Count the lines in the rows below that contain the string "window", matching case exactly, and reply with the number alone.

**** Material to process ****

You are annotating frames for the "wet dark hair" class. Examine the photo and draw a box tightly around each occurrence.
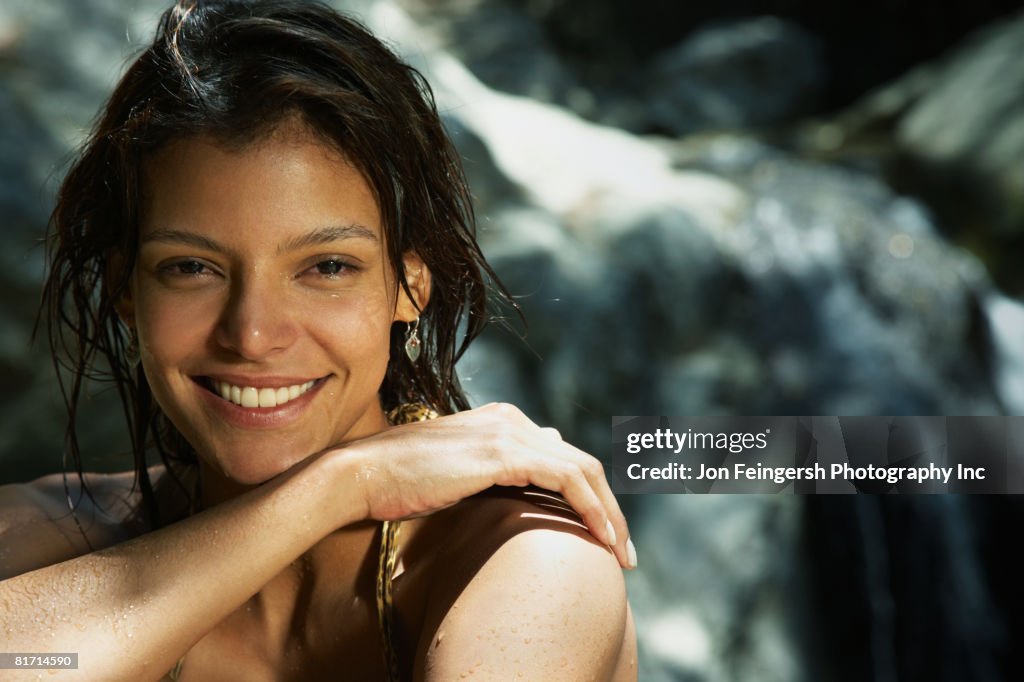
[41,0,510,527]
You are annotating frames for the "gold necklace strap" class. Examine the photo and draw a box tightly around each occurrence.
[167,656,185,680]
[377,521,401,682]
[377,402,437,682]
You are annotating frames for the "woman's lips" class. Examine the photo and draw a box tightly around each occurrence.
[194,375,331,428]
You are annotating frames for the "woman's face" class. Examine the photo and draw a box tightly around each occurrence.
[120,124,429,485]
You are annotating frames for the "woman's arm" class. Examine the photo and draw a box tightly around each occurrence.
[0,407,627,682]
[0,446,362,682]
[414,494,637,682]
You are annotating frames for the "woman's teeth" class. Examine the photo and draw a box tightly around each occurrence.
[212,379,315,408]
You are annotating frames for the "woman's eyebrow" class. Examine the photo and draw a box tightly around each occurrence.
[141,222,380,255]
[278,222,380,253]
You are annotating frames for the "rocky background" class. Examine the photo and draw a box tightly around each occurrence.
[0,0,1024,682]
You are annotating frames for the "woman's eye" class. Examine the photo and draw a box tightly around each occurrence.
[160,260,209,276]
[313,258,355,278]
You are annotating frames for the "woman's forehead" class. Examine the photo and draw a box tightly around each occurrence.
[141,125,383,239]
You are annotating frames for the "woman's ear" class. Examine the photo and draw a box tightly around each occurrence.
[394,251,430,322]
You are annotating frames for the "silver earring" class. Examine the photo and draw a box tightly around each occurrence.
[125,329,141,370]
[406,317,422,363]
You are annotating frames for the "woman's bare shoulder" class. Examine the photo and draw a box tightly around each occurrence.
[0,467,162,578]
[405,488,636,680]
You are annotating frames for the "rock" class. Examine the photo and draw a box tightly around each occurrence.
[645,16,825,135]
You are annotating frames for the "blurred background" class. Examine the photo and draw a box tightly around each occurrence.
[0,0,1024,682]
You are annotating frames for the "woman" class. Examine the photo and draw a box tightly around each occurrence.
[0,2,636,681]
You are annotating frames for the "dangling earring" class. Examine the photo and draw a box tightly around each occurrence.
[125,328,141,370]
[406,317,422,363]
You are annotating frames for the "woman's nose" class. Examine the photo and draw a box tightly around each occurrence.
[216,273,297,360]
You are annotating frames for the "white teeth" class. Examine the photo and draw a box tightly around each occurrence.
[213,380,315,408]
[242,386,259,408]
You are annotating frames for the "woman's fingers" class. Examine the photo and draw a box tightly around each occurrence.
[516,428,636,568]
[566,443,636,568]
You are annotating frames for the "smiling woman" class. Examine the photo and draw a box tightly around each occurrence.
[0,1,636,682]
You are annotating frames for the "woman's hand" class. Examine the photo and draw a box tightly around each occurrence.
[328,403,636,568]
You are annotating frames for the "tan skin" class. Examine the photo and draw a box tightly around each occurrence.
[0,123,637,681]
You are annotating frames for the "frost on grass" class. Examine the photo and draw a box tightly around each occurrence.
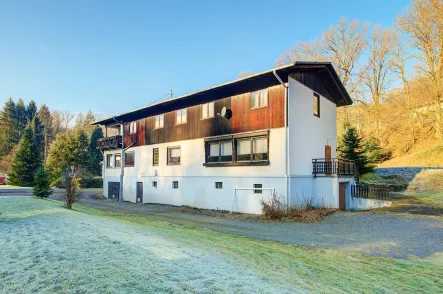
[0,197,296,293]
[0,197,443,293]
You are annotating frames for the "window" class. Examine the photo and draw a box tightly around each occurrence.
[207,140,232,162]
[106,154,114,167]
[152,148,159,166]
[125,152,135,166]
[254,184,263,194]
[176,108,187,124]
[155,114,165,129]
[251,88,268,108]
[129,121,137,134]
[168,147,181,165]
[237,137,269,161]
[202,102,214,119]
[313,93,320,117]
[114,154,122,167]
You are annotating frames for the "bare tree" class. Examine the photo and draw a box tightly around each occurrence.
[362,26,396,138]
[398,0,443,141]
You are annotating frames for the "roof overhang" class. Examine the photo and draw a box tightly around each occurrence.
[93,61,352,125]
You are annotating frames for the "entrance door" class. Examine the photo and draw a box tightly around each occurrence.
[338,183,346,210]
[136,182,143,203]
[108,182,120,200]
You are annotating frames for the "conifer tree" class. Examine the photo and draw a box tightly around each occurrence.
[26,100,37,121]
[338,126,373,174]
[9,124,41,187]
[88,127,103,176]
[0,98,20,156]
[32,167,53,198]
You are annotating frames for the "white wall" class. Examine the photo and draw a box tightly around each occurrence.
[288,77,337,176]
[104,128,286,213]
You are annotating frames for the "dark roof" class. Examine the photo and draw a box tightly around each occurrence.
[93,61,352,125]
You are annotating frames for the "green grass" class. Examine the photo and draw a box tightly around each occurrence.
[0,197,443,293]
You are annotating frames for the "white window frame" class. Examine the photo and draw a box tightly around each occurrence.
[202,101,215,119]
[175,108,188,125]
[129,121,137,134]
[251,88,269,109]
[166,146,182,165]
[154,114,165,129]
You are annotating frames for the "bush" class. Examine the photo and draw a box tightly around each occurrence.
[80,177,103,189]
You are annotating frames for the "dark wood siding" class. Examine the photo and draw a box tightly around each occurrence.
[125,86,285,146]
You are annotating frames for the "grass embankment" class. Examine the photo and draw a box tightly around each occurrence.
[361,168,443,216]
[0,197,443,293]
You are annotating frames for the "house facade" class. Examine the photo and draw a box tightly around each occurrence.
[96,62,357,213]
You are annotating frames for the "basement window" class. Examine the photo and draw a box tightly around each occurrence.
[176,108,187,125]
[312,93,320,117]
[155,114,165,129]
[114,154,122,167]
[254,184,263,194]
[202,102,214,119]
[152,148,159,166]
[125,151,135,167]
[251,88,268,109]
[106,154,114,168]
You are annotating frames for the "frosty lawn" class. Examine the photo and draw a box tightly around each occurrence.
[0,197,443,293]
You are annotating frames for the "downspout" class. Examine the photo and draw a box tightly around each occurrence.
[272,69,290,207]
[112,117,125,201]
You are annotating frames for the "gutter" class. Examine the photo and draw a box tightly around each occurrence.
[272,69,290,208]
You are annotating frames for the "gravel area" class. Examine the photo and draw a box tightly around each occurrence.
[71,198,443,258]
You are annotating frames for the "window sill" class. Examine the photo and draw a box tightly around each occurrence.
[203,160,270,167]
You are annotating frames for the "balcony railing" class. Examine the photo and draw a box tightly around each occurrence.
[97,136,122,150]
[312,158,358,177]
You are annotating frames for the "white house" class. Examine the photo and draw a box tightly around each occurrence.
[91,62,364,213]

****

◆ Response to this exercise
4